TASK TO COMPLETE »
Rewrite the listing from the line with "Would you say any sliced" up to and including the line with "[1070,296,1192,406]", changing "bread loaf" to "loaf of bread" and leaving everything else as it is.

GIVEN ENTRIES »
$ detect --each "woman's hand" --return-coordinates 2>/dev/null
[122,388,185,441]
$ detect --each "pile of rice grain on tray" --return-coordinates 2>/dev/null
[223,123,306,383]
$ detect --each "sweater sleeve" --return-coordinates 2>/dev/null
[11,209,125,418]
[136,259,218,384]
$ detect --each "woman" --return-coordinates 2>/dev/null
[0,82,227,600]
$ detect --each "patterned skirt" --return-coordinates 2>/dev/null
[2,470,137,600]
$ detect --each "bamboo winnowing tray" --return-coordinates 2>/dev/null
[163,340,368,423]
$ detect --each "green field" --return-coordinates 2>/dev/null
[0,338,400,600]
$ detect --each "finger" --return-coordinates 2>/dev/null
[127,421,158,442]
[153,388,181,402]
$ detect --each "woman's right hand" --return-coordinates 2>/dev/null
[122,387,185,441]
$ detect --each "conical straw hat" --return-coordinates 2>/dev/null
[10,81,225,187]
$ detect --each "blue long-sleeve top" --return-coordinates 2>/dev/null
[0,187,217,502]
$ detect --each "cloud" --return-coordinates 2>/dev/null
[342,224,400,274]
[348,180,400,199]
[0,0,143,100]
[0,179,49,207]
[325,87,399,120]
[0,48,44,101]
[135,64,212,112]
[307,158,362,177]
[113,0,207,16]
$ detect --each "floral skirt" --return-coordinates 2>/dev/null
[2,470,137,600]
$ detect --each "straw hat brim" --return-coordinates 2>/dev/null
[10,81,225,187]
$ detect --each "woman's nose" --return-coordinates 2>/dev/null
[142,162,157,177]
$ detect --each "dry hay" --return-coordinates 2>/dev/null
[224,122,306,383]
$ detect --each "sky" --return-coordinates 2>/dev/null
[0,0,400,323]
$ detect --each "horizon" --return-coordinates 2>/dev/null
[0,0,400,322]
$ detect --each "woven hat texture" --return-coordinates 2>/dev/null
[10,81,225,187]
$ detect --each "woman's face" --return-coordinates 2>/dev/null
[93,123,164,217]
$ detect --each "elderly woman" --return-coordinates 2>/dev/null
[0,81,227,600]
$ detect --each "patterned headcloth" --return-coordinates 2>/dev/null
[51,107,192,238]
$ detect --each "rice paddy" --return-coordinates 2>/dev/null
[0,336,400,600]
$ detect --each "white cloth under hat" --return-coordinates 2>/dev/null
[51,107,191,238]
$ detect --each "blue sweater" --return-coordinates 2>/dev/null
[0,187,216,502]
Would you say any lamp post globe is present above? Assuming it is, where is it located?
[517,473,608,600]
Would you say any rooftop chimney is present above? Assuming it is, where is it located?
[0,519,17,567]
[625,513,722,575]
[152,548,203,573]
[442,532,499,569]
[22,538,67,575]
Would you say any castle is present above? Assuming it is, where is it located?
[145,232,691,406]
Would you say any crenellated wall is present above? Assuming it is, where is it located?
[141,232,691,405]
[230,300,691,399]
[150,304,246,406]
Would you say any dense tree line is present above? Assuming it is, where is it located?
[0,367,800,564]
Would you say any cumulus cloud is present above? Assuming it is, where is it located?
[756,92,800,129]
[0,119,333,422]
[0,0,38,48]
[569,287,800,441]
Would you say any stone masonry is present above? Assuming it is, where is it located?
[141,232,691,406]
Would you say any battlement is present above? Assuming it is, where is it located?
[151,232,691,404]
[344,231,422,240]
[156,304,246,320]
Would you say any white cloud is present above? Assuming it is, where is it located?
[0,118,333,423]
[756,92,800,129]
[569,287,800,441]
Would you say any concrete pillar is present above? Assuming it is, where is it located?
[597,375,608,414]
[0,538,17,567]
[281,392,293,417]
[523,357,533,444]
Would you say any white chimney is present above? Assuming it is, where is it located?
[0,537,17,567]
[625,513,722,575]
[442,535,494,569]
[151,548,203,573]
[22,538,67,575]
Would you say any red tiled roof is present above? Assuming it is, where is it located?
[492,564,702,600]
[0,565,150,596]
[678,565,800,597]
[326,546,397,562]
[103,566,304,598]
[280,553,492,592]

---

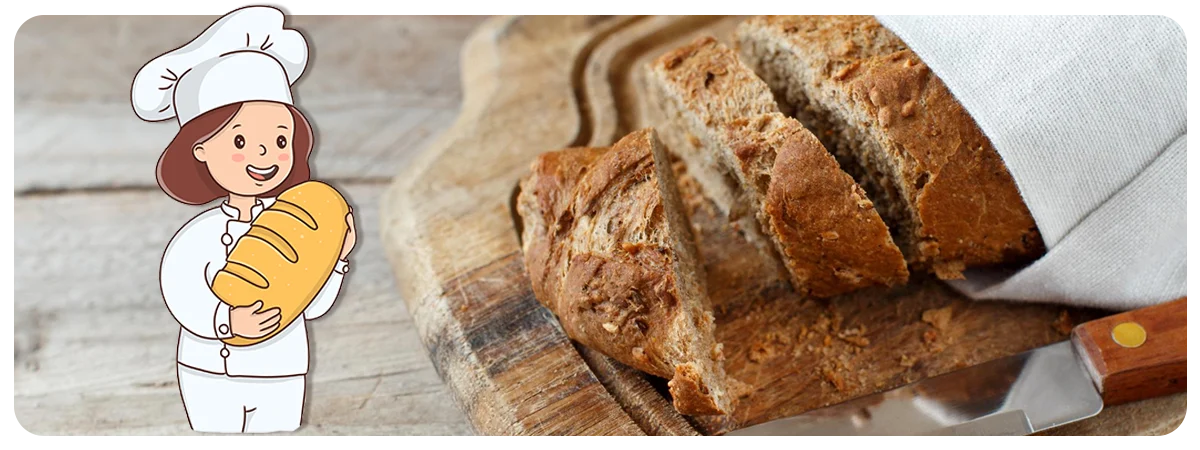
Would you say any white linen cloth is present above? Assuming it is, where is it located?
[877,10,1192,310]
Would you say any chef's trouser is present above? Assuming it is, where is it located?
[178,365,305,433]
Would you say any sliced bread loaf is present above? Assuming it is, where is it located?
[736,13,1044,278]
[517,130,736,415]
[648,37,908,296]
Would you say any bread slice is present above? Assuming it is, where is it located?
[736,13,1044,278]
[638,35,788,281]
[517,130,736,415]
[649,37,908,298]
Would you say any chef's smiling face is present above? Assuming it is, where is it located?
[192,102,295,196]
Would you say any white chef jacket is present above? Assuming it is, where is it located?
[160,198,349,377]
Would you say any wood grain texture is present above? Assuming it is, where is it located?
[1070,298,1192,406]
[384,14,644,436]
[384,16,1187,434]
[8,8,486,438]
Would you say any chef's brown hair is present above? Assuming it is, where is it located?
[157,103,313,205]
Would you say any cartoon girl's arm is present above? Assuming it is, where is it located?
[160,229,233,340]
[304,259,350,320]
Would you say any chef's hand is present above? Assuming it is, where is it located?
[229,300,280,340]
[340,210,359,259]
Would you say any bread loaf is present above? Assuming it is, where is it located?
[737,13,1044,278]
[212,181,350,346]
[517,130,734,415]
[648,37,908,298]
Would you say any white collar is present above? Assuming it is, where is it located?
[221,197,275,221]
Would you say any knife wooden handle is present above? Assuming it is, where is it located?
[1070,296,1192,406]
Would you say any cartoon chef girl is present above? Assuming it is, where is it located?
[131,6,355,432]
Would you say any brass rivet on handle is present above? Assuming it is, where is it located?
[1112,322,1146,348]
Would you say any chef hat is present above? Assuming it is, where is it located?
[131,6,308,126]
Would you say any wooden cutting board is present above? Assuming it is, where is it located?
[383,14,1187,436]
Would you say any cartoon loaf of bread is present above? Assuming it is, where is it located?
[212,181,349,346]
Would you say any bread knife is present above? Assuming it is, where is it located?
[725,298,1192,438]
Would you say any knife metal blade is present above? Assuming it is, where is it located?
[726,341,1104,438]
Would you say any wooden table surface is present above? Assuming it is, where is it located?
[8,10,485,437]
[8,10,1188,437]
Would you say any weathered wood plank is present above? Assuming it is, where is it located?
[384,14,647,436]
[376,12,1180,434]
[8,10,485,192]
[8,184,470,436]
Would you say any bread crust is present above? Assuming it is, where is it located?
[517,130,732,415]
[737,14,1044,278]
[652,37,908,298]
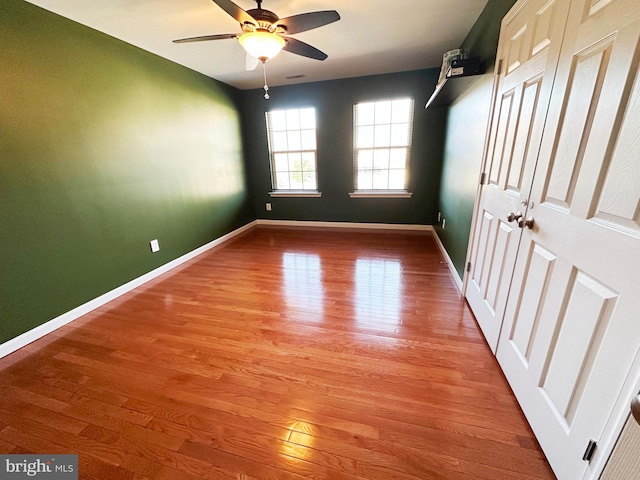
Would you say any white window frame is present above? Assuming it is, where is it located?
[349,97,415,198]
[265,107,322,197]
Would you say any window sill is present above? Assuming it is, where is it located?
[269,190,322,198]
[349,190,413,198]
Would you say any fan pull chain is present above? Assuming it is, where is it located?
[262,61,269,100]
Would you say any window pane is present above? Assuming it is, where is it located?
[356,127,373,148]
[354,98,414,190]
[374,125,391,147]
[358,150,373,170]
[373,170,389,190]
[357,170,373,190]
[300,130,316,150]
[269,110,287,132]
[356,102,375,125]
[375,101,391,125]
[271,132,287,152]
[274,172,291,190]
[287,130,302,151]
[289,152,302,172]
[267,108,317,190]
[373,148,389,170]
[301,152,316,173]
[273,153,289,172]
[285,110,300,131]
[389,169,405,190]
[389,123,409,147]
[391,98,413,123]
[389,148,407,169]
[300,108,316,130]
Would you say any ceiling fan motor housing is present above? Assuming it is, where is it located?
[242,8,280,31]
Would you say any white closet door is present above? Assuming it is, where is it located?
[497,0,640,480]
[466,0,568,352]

---

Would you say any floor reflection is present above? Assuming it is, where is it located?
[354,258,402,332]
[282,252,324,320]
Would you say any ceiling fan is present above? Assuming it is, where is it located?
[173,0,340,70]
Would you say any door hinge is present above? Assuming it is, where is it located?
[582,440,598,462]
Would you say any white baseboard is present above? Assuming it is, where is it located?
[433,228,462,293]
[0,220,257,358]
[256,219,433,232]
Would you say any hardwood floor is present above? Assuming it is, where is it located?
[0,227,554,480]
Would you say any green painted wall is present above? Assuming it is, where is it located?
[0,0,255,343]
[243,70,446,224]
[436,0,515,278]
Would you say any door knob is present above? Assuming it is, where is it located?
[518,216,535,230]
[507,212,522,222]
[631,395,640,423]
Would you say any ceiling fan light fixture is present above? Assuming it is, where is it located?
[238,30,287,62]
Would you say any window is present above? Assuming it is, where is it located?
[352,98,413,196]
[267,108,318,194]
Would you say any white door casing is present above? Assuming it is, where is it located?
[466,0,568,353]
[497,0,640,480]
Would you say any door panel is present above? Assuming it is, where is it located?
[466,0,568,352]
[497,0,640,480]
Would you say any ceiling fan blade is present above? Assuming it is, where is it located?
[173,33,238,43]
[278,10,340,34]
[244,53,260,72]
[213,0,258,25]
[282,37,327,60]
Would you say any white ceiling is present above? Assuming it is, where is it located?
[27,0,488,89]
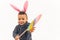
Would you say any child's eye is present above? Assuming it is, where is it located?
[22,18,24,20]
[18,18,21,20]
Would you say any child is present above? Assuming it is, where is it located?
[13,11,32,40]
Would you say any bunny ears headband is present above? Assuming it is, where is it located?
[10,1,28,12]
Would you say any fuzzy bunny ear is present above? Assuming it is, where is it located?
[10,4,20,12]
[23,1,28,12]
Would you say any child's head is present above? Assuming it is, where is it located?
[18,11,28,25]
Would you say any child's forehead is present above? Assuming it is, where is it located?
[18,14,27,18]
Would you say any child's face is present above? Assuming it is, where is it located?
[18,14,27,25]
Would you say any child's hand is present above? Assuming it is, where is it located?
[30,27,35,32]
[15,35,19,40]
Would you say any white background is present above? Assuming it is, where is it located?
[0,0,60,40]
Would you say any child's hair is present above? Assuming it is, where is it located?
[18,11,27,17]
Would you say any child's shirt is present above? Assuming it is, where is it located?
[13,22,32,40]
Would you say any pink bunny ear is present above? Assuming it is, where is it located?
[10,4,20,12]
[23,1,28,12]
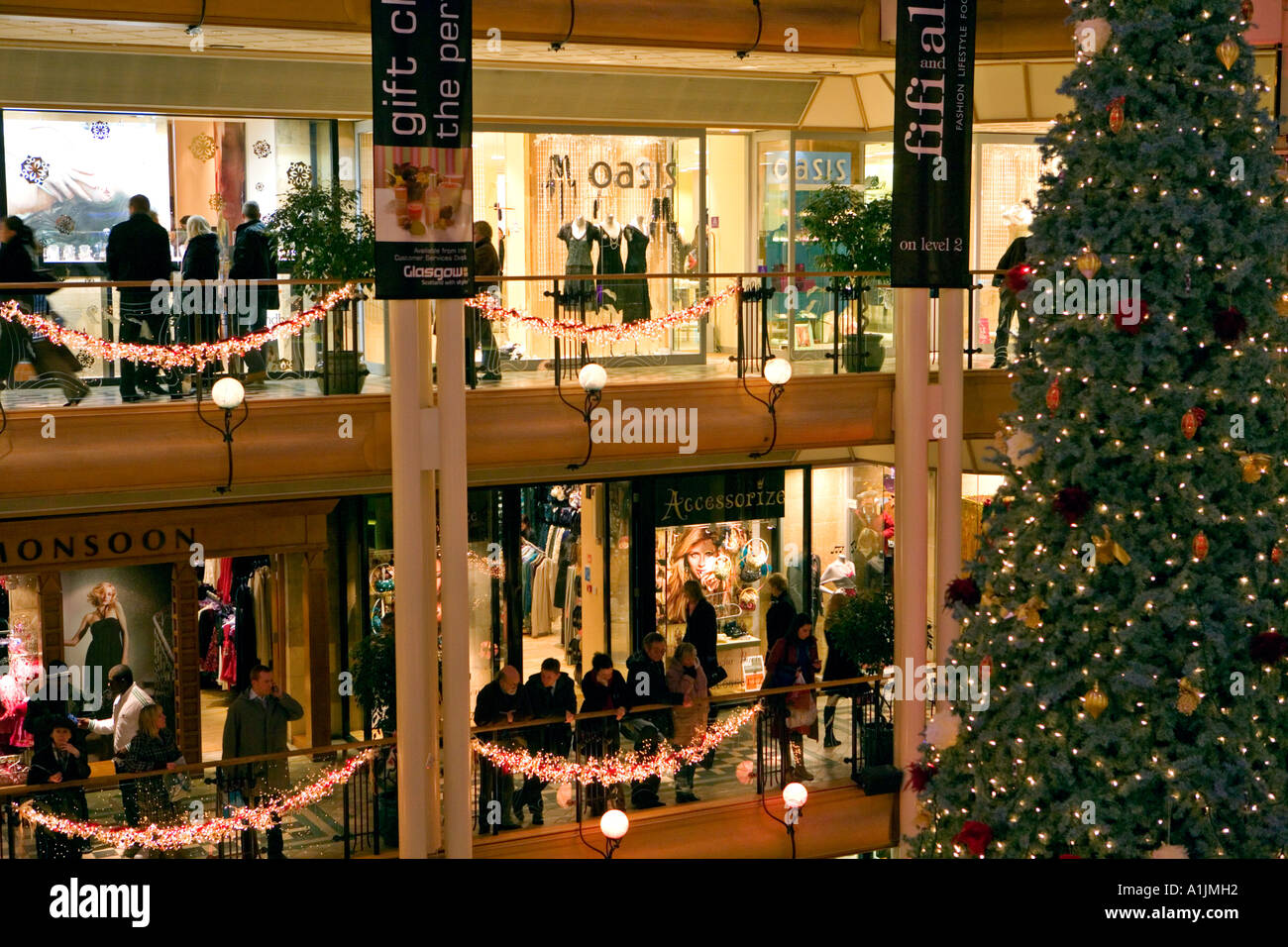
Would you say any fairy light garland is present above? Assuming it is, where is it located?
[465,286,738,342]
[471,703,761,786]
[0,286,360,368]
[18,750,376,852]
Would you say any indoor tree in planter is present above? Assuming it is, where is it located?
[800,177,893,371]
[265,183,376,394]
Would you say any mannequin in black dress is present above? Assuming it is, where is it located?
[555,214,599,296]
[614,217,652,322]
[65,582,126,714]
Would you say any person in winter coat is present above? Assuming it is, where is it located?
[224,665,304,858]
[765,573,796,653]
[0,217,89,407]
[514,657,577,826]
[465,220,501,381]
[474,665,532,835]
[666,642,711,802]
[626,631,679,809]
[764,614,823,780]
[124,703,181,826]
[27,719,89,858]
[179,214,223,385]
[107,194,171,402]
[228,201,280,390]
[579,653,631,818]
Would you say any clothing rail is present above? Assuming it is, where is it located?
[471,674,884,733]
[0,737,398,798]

FULL OUTPUT »
Would you say any sliced loaf of bread is present above? Assuming it is, where is it located?
[736,13,1044,278]
[517,130,736,415]
[648,37,908,296]
Would you say any bread slice is present above? Assuming it is, where is it located?
[736,13,1044,278]
[638,35,788,281]
[517,130,736,415]
[649,37,908,298]
Would you say any chef's smiling face is present above? Assuming it is, where is it located?
[192,102,295,196]
Would you say any white chef jacket is present above? Assuming it is, where is it located?
[160,198,349,377]
Would you say any wood grain texture is present above? Assuming it is, where is it located?
[1070,298,1192,406]
[384,14,644,436]
[384,16,1187,434]
[8,8,486,438]
Would you say any chef's brown hair is present above? Assuming it is, where is it located?
[157,103,313,205]
Would you say any cartoon girl's arm is present above? Assuming it is, where is it located?
[160,229,233,340]
[304,259,350,320]
Would you say any chef's hand is present above? Assuming it is, where is it located?
[229,300,280,340]
[340,210,359,259]
Would you say any loaf of bread is present above? Assuming it is, where is it located?
[737,13,1044,278]
[212,181,350,346]
[517,130,734,415]
[648,37,908,298]
Would you say any white collar is present above? Assuming it is, where is it located?
[221,197,275,221]
Would you say any knife wooden handle is present above? Assuming it is, where is it located?
[1070,296,1192,406]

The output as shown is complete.